§ What to produce
Transcribe the listing below word for word, keeping each line in its original order.
+++ Records shown +++
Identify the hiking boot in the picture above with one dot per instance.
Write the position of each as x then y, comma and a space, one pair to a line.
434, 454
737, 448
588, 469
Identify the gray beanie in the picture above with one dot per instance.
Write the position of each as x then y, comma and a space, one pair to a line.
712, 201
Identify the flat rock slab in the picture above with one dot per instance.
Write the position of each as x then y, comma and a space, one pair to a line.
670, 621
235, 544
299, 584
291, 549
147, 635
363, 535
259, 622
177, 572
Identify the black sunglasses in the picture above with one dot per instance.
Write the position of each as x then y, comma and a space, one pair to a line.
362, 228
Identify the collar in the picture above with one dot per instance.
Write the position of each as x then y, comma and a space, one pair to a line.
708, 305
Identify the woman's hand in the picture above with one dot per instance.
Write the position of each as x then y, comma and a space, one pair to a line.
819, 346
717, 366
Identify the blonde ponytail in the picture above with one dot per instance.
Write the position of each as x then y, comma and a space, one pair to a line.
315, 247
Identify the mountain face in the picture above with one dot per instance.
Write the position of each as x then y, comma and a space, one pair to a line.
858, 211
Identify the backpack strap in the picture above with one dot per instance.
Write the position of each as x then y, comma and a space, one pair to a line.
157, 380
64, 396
+++
§ Final result
Identify the hiking boot in the picture above with one dot per instance.
Write the position of each as x then y, comma and a space, one pair to a line.
434, 454
737, 448
588, 469
Identify the gray beanie in the picture above with one dot per instance.
Write the position of each as x then y, comma and a space, one pair to a line.
712, 201
Identify the flat rock slab in the picture above with one dot per instance.
Write the position of each as x then y, comma and a space, one pair to a line.
670, 621
235, 544
299, 584
291, 549
147, 635
363, 535
259, 622
177, 572
Identify the black sunglasses in the picture above with one dot per instance.
Write the position of each as x then y, comma and a space, one pair to a line.
362, 228
Identify the collar in the picture above with one dot per instance.
Write the position of each as x then y, comma and a space, one pair to a line.
708, 305
Identify the woman's hand in the picture above with one dot per instance.
Write the position of each as x then y, comma and a space, one pair to a line.
819, 346
717, 366
Identify the blonde ponytail in the picture above with one dot per instance.
Write the position of each as x then y, comma and a space, one pair to a line.
315, 247
Identify the mountain face in the picture above with one dot per instance.
Write the position of each as x then y, comma and a space, one pair to a line.
858, 211
Identify the backpack strap in the picture above with one dot per instance.
Write the position of each as x then y, comma and a space, one pair to a line.
157, 380
64, 396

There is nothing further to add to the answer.